**TASK REQUIREMENTS**: Go through the records below and show every line with the string "Query".
--- DATA IN THIS EXERCISE ---
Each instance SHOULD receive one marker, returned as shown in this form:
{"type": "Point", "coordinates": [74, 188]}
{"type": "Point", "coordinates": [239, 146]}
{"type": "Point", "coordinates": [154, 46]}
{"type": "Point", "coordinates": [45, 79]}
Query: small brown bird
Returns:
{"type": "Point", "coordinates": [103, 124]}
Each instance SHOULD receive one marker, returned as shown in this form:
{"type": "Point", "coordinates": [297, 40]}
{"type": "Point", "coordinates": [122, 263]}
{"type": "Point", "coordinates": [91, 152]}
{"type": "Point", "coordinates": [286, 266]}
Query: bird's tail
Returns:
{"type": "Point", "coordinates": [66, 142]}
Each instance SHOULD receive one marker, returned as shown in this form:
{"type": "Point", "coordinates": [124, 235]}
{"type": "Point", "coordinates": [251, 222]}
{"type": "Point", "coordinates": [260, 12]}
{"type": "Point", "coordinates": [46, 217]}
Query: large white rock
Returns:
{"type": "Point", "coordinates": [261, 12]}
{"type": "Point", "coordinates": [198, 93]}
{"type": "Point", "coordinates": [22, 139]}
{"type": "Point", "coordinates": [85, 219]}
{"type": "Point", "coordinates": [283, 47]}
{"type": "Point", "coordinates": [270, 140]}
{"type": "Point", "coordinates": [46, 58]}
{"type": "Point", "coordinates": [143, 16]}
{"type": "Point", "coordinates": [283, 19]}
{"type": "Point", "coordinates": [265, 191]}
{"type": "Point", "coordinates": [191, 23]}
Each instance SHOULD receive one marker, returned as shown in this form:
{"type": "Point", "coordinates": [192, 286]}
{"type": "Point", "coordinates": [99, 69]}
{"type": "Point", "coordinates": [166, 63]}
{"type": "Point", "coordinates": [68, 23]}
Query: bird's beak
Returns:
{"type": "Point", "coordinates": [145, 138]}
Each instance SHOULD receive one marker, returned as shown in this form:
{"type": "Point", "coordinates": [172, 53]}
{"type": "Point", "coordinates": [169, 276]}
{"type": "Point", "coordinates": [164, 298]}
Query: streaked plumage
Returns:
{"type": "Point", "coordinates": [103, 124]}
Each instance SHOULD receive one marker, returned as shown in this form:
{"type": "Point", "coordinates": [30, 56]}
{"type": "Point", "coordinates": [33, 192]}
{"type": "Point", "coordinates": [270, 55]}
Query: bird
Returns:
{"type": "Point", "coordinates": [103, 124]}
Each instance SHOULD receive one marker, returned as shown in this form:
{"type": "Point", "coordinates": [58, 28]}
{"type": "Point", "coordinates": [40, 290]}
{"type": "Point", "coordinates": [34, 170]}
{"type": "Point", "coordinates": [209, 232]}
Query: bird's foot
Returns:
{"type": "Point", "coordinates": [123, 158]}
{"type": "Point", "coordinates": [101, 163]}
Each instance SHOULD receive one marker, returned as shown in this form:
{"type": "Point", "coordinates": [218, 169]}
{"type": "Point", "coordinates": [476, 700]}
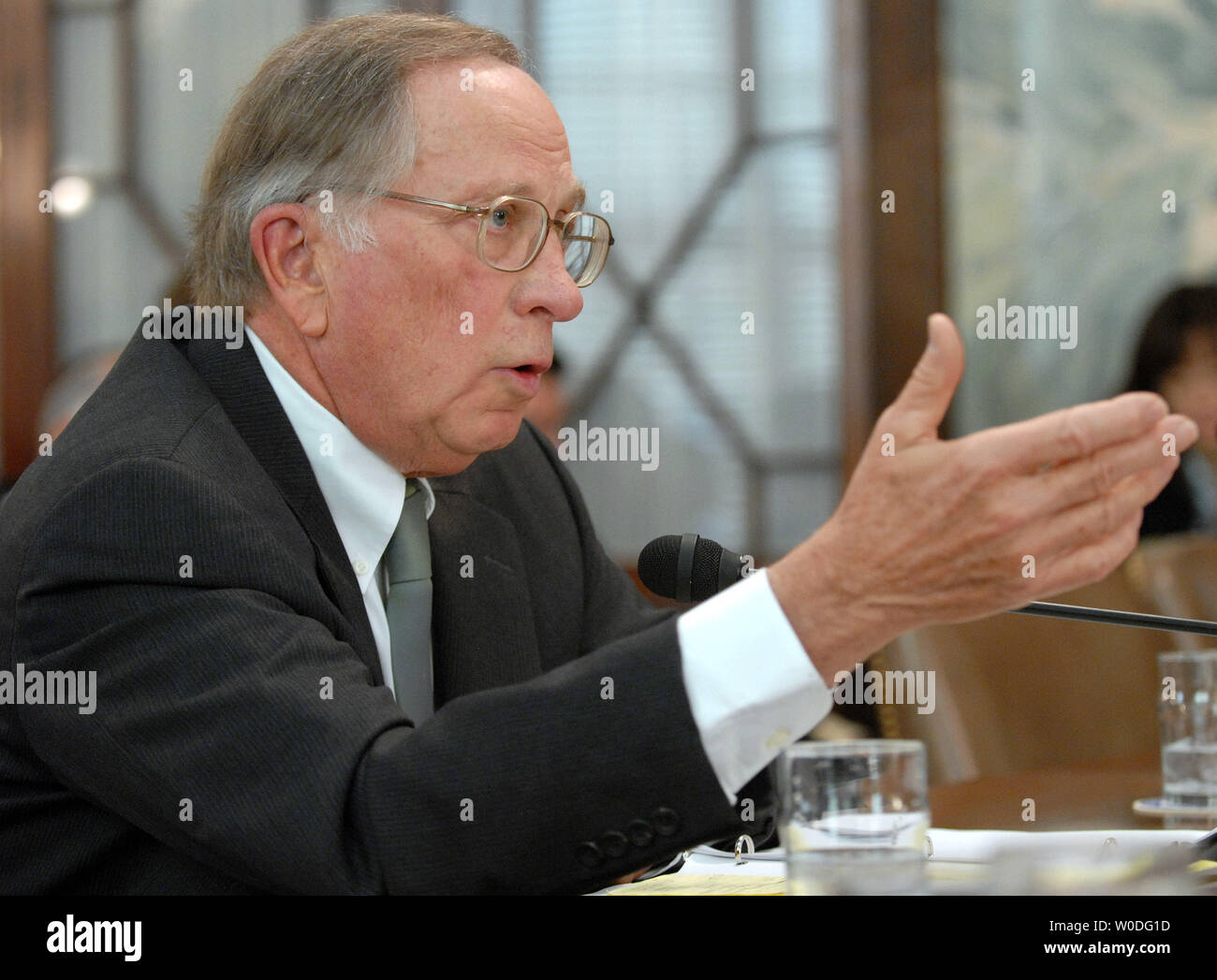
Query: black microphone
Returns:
{"type": "Point", "coordinates": [689, 569]}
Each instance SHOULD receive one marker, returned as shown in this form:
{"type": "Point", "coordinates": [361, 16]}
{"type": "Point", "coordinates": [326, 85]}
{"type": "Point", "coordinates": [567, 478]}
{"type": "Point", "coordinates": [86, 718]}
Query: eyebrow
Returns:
{"type": "Point", "coordinates": [572, 199]}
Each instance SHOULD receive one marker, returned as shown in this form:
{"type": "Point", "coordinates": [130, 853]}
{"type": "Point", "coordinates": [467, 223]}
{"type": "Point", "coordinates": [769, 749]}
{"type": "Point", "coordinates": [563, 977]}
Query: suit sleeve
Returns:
{"type": "Point", "coordinates": [232, 725]}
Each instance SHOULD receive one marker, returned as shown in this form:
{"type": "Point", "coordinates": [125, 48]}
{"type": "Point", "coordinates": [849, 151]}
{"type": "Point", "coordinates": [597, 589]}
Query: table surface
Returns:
{"type": "Point", "coordinates": [1081, 797]}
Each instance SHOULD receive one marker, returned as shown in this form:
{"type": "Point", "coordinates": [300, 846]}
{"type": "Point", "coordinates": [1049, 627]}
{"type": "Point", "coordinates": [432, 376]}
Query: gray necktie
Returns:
{"type": "Point", "coordinates": [408, 606]}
---
**TASK ANSWER**:
Query: small brown bird
Query: bird's tail
Query: large white rock
Query: bird's beak
Query: streaked plumage
Query: bird
Query: bird's foot
Query: black microphone
Query: eyebrow
Query: suit sleeve
Query: table surface
Query: gray necktie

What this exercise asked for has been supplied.